Recorded data
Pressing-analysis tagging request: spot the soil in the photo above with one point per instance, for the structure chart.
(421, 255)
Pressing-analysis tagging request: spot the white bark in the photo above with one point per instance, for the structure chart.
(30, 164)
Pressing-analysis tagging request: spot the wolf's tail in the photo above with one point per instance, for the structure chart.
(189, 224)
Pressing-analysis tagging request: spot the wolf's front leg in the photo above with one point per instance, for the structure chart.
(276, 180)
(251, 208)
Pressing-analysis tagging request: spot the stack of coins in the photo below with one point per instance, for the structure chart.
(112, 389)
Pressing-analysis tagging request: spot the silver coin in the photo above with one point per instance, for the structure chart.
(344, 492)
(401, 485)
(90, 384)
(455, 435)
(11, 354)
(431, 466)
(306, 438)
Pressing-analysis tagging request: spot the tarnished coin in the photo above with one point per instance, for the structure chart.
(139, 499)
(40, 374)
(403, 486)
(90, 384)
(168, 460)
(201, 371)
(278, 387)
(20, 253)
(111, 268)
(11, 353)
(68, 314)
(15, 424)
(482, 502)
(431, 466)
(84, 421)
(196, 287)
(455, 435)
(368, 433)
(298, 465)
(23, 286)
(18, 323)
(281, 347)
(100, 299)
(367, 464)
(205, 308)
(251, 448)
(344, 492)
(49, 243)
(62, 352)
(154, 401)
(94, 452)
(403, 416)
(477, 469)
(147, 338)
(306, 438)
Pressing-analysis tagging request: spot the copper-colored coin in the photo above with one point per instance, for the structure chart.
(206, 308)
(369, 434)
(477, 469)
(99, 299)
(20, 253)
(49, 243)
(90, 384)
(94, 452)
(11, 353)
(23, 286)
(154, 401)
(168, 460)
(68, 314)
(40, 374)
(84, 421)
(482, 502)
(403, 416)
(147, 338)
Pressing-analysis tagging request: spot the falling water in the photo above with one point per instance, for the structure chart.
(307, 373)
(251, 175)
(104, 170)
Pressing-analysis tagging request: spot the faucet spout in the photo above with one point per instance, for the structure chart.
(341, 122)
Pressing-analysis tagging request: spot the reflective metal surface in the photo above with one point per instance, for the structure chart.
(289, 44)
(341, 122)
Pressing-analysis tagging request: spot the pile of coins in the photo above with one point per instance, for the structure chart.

Description of the task - Update the stretch from the line containing "Pressing-analysis tagging request: spot the falling" through the end of the data, replacing "faucet spout" with "tap spout" and leaving everything else unchanged.

Reply to the task -
Pressing-analysis tagging request: spot the falling water in the photo above with one point per instance, for the structure chart.
(307, 373)
(251, 175)
(104, 170)
Pressing-analysis tagging request: spot the tap spout in the photo above with one point per instance, for the structure chart.
(341, 122)
Pressing-analysis tagging request: spot the reflective metal surface in the photo above with one point per instance, for the structure chart.
(289, 44)
(341, 122)
Pressing-analysis tagging request: spot the pile of coins in the photo above with one point per instance, for the structure chart.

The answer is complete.